--- Given text ---

OWI 2nd with a high BAC of 0.20, including a serious accident, dismissed at jury trial.
My client was involved in a serious accident just before Christmas two years prior to the jury trial in this action. His car had gone off the road, landing on a frozen lake with a passenger in the vehicle. His bodily alcohol content was very high, registering a .20. This is considered “super drunk” under Michigan law, and the charge carries significant penalties.
The charges were not filed were a long time. I have no explanation for the delay.
Speedy trial rights require a charge to proceed promptly after a person is arrested, and an 18 month delay is presumed to be prejudicial. In this case, speedy trial rights were violated, but that doesn’t guarantee a victory.
My client had defenses in this action, but the government waited, and waited, and waited. He moved. He got a new job a couple hundred miles away. He started a family.

--- Material provided ---

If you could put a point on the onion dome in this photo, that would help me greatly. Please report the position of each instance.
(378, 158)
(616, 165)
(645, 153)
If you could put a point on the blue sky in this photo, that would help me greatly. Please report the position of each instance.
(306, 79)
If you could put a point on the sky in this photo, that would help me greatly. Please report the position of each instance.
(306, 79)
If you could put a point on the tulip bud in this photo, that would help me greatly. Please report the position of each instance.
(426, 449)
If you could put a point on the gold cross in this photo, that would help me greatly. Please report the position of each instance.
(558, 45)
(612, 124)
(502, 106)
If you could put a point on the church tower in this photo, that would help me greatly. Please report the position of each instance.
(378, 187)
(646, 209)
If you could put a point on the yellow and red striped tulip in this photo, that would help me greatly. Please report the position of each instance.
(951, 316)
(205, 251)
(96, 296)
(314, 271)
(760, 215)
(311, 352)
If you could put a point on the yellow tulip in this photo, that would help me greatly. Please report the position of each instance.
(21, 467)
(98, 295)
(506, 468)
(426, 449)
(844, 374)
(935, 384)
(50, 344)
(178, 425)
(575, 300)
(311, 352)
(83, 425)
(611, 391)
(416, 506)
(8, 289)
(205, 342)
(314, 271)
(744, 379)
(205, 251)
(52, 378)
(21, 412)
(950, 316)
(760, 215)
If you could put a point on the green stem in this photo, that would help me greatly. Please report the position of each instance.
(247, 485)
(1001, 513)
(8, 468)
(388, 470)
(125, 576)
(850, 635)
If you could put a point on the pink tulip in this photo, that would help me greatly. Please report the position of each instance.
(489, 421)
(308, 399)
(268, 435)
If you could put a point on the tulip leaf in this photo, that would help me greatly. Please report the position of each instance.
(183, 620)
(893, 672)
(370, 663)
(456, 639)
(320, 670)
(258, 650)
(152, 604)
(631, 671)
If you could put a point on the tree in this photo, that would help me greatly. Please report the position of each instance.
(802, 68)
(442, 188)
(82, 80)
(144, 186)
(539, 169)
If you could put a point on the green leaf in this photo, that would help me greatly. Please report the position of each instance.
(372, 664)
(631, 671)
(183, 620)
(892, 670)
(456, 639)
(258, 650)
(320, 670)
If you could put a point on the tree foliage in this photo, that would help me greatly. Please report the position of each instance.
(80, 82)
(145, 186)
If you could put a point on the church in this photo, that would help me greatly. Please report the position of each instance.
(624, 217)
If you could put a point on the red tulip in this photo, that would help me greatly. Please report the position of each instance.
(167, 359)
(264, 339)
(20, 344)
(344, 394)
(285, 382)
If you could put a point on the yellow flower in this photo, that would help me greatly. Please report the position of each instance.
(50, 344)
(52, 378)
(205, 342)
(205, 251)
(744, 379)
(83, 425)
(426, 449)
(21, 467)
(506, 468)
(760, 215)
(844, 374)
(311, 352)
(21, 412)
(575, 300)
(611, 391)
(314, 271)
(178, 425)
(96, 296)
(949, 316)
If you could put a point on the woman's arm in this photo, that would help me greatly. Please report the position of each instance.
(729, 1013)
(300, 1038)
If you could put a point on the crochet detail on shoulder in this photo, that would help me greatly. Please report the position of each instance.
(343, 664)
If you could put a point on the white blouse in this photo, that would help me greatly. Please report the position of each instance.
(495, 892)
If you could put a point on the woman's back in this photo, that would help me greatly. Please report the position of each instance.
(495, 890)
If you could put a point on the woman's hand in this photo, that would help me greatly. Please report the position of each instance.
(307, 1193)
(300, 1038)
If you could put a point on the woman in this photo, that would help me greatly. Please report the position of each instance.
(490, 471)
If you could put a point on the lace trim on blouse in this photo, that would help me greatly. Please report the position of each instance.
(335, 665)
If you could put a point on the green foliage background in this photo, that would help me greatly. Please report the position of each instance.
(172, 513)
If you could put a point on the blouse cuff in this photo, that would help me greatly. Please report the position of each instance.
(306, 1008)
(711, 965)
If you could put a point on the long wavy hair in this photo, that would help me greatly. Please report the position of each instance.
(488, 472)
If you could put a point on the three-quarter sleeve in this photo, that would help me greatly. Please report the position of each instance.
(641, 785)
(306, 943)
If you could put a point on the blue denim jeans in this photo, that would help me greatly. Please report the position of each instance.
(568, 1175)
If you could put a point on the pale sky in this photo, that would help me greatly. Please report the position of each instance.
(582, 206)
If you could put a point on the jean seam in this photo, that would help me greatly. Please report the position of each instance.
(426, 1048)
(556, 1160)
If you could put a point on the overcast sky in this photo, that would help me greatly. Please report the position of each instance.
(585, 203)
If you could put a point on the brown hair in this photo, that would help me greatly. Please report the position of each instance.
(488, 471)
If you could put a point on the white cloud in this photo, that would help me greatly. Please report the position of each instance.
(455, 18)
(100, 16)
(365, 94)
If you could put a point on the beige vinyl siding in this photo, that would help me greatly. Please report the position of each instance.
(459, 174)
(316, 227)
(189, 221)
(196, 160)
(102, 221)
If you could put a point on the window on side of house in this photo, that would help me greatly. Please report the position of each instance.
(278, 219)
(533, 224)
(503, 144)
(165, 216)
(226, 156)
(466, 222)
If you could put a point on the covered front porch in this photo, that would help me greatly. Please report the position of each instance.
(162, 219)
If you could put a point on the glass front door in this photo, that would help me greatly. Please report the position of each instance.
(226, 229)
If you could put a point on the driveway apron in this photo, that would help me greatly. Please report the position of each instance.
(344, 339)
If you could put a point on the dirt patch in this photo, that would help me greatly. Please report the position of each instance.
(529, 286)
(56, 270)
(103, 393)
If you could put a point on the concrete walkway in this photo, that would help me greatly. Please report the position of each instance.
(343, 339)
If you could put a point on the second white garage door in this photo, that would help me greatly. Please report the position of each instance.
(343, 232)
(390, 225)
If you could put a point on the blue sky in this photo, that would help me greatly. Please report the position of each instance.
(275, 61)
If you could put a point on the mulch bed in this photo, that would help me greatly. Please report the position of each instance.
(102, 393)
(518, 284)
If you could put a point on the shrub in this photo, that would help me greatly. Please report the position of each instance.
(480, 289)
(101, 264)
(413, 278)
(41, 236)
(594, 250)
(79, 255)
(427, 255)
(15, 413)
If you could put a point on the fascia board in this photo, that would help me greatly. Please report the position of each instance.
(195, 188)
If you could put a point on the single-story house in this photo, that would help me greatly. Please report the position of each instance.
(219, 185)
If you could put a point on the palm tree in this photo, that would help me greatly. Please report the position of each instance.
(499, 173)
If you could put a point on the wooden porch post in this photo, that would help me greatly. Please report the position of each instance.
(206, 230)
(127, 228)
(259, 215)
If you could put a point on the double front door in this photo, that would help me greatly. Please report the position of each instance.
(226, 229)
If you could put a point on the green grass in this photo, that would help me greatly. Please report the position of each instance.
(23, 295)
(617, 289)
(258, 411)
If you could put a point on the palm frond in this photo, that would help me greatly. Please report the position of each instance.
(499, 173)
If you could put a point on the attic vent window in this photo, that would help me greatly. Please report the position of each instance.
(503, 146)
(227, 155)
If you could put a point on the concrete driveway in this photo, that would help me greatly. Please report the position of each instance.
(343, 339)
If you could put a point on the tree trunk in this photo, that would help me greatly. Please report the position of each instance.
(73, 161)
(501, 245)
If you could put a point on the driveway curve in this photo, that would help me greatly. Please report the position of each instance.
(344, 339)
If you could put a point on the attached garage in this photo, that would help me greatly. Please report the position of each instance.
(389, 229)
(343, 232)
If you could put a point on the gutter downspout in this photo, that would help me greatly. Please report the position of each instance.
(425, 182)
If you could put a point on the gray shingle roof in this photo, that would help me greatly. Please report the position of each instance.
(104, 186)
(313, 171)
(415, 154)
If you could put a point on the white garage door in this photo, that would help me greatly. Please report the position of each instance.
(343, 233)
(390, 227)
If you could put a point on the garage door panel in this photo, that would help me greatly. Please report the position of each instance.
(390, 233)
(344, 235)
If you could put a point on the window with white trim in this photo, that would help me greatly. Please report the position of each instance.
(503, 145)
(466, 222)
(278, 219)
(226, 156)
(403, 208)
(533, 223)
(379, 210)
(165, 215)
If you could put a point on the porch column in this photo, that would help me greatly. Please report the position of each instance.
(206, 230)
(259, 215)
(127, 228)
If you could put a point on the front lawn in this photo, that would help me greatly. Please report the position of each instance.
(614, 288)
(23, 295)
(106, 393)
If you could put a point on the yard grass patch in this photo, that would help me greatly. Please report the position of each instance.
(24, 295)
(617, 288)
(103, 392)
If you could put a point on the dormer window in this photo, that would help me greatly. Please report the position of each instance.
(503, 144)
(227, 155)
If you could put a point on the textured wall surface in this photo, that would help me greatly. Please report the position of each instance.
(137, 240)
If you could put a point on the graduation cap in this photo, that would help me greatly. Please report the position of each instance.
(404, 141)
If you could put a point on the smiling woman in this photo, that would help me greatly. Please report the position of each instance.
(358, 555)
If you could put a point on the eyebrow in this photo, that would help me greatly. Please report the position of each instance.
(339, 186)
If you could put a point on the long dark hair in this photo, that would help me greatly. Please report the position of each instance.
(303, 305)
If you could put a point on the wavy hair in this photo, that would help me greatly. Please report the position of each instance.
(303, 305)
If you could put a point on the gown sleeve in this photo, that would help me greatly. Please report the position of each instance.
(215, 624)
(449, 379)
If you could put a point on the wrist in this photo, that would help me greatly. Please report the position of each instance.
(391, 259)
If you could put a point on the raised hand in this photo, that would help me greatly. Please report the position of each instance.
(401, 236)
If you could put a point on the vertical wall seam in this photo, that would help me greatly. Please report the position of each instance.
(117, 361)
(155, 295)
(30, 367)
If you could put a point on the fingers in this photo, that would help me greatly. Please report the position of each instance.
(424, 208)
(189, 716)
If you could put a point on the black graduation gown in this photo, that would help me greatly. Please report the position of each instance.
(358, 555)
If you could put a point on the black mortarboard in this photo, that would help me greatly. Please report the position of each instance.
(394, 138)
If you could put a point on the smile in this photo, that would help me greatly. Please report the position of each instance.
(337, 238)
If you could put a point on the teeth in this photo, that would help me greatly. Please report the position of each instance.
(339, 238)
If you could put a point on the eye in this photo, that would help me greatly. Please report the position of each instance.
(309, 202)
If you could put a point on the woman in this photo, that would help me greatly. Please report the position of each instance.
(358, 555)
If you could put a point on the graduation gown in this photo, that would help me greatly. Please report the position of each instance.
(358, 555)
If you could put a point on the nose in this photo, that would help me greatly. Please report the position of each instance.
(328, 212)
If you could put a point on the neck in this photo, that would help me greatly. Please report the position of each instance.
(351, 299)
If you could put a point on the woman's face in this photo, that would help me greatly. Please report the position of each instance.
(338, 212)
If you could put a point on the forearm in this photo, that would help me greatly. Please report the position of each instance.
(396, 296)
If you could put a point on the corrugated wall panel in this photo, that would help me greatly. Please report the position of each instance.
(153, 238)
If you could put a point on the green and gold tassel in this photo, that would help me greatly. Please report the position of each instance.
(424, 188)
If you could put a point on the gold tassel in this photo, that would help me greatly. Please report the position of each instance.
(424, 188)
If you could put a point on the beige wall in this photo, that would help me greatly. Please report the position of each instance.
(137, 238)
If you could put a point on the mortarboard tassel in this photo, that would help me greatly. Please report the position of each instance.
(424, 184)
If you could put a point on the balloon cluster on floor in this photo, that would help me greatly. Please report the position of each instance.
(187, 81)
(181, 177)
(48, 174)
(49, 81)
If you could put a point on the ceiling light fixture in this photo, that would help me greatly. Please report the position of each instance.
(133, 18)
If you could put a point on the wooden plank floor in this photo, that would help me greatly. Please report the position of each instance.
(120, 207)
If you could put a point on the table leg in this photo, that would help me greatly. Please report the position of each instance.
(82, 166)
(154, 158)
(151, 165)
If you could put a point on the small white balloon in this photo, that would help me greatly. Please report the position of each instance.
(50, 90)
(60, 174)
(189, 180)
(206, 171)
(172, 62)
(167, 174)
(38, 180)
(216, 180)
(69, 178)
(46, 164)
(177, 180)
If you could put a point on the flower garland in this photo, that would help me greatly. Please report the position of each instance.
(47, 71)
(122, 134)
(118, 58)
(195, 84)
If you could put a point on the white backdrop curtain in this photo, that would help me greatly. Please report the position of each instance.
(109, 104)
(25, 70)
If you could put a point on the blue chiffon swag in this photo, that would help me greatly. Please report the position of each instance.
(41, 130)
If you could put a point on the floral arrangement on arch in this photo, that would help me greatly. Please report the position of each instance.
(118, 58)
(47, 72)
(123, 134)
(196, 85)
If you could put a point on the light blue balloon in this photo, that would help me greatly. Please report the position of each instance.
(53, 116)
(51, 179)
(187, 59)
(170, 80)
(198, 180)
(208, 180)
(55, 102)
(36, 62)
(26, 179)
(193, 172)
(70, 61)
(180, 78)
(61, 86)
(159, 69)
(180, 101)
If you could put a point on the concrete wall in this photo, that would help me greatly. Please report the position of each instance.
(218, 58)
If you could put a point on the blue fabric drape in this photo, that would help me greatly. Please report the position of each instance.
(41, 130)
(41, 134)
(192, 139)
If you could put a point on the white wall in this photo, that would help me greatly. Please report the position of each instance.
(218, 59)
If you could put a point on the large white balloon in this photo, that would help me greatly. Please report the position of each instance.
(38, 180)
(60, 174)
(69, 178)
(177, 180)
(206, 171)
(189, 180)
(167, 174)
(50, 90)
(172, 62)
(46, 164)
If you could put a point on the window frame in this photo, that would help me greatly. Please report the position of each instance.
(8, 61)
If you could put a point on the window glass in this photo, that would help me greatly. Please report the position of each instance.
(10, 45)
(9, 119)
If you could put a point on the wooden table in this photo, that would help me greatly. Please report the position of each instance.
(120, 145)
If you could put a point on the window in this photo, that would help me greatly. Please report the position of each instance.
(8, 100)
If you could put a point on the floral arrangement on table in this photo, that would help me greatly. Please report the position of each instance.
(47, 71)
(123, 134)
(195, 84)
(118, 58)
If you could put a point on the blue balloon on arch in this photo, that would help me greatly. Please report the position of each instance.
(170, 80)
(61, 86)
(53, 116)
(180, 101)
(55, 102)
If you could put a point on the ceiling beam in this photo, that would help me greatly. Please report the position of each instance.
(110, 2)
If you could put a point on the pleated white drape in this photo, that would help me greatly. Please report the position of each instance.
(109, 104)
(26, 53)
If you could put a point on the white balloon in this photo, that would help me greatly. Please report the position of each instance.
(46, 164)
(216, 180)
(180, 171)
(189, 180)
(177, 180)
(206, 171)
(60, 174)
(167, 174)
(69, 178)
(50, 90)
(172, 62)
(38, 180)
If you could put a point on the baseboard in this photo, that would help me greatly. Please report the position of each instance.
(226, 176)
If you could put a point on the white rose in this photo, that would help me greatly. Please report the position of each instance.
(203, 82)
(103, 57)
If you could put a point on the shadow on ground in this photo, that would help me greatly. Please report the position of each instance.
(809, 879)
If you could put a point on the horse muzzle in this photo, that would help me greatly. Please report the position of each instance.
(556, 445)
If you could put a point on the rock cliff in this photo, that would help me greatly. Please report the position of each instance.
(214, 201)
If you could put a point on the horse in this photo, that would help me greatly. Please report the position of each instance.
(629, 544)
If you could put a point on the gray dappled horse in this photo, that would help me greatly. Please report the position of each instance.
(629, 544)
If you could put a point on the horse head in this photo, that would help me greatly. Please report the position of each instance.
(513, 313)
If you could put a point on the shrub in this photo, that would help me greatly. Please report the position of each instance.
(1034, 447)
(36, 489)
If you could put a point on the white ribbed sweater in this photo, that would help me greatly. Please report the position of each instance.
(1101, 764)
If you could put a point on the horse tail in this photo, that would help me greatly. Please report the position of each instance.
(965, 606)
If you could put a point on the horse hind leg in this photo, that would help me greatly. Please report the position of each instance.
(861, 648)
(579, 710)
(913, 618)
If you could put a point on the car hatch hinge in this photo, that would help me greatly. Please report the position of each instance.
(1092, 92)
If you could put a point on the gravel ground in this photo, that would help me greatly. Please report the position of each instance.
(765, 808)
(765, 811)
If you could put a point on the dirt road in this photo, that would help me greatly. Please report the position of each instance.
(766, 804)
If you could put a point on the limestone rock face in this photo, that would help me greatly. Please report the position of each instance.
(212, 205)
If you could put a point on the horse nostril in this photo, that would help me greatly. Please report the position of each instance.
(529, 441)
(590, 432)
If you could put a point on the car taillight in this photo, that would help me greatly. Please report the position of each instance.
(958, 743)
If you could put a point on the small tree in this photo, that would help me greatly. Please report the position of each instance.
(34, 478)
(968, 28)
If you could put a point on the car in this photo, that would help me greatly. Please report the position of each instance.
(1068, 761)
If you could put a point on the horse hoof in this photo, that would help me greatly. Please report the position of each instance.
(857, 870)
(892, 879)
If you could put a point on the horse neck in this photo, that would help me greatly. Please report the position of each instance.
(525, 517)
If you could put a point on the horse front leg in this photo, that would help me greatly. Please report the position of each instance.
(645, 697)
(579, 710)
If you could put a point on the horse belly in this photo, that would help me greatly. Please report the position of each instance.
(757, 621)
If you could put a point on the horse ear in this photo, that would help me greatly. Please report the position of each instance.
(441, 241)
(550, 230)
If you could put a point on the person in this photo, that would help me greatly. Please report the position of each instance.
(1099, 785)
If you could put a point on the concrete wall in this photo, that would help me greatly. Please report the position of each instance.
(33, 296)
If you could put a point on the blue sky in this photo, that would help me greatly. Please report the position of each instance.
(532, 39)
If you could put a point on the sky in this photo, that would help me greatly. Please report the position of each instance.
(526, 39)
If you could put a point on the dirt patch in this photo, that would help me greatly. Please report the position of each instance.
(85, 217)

---

* _Assigned task 1_:
In the account of the OWI jury trial, what bodily alcohol content did the client register?
* _Assigned task 2_:
From the account of the OWI jury trial, copy the passage from "My client was" to "carries significant penalties." word for word.
* _Assigned task 3_:
Continue the account of the OWI jury trial, starting after its final sentence.

* _Answer section 1_:
He registered a .20.

* _Answer section 2_:
My client was involved in a serious accident just before Christmas two years prior to the jury trial in this action. His car had gone off the road, landing on a frozen lake with a passenger in the vehicle. His bodily alcohol content was very high, registering a .20. This is considered “super drunk” under Michigan law, and the charge carries significant penalties.

* _Answer section 3_:
When the prosecutor finally opted to file the charges, my client was forced to come back to Michigan, and he elected to proceed straight to a jury trial, insisting that he was innocent.
Now, you might be wondering, did he do it? Was he actually innocent? Did he get help? Those are all good questions that aren’t relevant because both you and I take an oath to presume that the accused is innocent, and he can’t be found guilty unless or until the prosecutor is able to prove his guilty beyond a reasonable doubt.
On the day of trial, traveling several hundred miles yet again, the prosecutor was unable to produce 1) the police officer, 2) the blood draw nurse, 3) the alleged passenger, and 4) the state toxicologist. In other words, even though my client had taken a full day and a half to drive to Michigan, the prosecutor failed to produce a single witness.
Now, you might think that the prosecutor would apologize or offer an excuse, but you would be absolutely wrong. Instead, the state prosecutor was angry and vowed to reissue the charges. But unfortunately, at this time, any new case would almost 30 months old. Further prosecution is barred by the right to a speedy trial.